_What to do_:
(1) List every author named in the abstract.
(2) Please summarize the abstract in two sentences.
(3) Reproduce the abstract's wording from "Presented by: R." to "the study surgery.".

General Session: Cervical Motion Preservation

Presented by: R. Guyer - View Audio/Video Presentation (Members Only)

Author(s):

R. Guyer(1), J. Zigler(1), D. Ohnmeiss(2)

(1) Texas Back Institute, Plano, TX, United States
(2) Texas Back Institute Research Foundation, Plano, TX, United States

Abstract

Introduction: To date, there have been several prospective studies evaluating lumbar total disc replacement (TDR) with up to 5-year follow-up reporting stable outcomes from early pre-operative visits. Longer follow-up is desirable. The purpose of this study was to evaluate the outcomes of patients enrolled in the FDA-regulated trial evaluating the safety and efficacy of a lumbar total disc replacement 10 years after the study surgery.

_Data section_:

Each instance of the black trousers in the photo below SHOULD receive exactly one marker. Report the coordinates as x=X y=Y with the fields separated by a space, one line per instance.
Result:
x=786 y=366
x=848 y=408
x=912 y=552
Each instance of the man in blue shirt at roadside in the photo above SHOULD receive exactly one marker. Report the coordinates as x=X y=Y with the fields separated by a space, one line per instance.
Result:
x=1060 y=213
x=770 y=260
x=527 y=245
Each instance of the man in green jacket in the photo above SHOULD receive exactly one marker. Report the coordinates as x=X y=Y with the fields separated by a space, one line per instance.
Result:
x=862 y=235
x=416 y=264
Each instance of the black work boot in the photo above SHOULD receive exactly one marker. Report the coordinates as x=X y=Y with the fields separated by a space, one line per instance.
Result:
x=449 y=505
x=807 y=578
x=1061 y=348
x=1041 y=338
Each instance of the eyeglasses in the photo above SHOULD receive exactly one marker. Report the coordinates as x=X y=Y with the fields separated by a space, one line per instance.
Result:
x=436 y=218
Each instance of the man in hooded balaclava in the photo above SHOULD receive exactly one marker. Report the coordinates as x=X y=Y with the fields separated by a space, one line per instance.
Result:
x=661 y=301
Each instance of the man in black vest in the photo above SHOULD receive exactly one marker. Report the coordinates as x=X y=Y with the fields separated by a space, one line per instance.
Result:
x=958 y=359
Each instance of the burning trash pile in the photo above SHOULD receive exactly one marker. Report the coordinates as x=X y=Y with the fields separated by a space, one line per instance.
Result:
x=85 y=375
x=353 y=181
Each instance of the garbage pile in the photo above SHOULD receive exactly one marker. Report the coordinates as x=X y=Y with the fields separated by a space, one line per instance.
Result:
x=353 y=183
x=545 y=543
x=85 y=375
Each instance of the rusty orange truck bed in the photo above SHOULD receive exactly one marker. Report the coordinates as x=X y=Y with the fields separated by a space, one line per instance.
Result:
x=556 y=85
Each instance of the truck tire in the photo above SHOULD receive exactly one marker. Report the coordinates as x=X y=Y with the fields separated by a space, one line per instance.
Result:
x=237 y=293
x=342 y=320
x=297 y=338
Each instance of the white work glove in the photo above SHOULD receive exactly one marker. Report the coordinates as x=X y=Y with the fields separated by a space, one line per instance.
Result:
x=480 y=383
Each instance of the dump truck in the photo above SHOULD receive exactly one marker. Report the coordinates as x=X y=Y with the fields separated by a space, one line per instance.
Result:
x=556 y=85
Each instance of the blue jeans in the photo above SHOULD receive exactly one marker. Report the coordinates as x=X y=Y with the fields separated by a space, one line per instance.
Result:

_Answers in order_:
(1) R. Guyer, J. Zigler, D. Ohnmeiss

(2) Several prospective studies of lumbar total disc replacement (TDR) with up to 5-year follow-up have reported stable outcomes from early pre-operative visits, but longer follow-up is desirable. This study set out to evaluate the outcomes of patients enrolled in the FDA-regulated trial of a lumbar total disc replacement 10 years after the study surgery.

(3)
Presented by: R. Guyer - View Audio/Video Presentation (Members Only)

Author(s):

R. Guyer(1), J. Zigler(1), D. Ohnmeiss(2)

(1) Texas Back Institute, Plano, TX, United States
(2) Texas Back Institute Research Foundation, Plano, TX, United States

Abstract

Introduction: To date, there have been several prospective studies evaluating lumbar total disc replacement (TDR) with up to 5-year follow-up reporting stable outcomes from early pre-operative visits. Longer follow-up is desirable. The purpose of this study was to evaluate the outcomes of patients enrolled in the FDA-regulated trial evaluating the safety and efficacy of a lumbar total disc replacement 10 years after the study surgery.